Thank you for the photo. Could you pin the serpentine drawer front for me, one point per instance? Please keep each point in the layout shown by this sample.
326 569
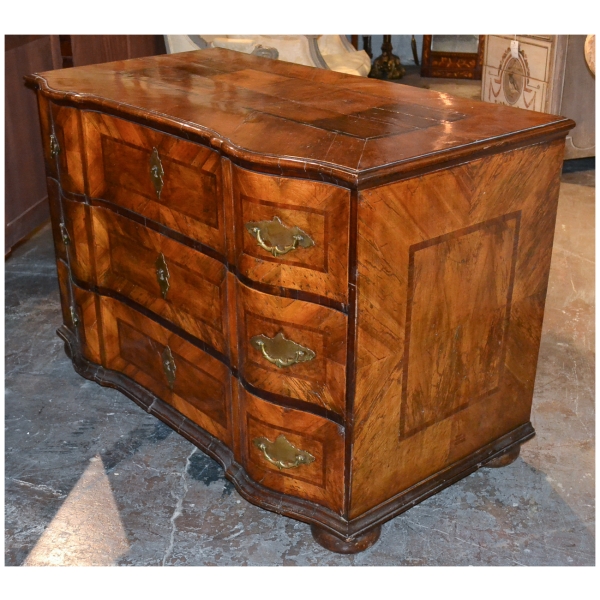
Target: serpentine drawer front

----

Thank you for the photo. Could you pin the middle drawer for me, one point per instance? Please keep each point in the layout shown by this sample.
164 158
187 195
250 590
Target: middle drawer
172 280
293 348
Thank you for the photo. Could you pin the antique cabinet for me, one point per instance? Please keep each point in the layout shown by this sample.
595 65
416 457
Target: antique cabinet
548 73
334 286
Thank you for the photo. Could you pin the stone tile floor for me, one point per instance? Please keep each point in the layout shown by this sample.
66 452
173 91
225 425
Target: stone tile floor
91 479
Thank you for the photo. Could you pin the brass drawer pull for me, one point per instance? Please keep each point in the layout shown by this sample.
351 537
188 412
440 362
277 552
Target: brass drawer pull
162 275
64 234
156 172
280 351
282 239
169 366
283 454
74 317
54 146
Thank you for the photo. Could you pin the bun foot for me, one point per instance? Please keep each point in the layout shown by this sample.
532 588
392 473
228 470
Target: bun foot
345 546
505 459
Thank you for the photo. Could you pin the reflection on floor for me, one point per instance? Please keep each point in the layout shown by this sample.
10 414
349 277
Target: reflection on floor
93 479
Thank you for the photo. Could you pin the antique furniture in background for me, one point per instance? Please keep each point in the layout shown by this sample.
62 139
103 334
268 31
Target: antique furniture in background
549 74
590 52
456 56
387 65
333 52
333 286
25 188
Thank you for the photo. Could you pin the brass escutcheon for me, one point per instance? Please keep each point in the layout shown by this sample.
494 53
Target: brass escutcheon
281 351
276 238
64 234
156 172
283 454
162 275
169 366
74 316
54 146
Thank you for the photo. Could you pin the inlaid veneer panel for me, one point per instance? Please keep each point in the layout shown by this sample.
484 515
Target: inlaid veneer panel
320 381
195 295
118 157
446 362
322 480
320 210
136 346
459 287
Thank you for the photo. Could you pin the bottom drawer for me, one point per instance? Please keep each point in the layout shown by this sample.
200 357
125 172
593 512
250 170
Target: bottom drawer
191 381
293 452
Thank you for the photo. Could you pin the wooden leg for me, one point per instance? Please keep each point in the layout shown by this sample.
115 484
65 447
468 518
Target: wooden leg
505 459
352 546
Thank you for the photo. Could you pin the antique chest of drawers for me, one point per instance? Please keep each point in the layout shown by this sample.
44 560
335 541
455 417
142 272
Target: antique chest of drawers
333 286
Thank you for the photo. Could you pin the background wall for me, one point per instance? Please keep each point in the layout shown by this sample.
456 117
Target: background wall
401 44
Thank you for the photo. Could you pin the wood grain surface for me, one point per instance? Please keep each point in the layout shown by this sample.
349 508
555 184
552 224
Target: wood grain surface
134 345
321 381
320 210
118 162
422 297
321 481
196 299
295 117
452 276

----

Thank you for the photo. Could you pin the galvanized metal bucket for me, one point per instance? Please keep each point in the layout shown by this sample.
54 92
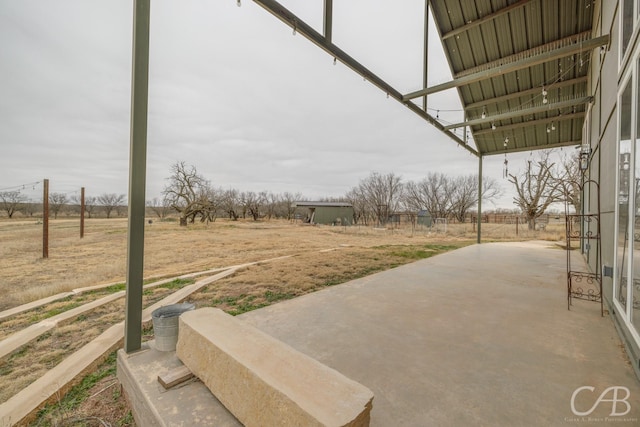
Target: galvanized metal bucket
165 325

----

Rewrite the lines as a numbered list, leaving out blank lines and the pictures, beginning at the line that contains "Thank you for the photo. Could you pin the serpentine" and stopping after the line that contains "Target: serpentine drawer front".

- Exercise answer
1. Thank you for the photo. Could you pin the serpentine drawer front for me, one point per instance? Please keep each point in the layout shown by this sample.
2. 326 569
3. Target: serpentine drawer front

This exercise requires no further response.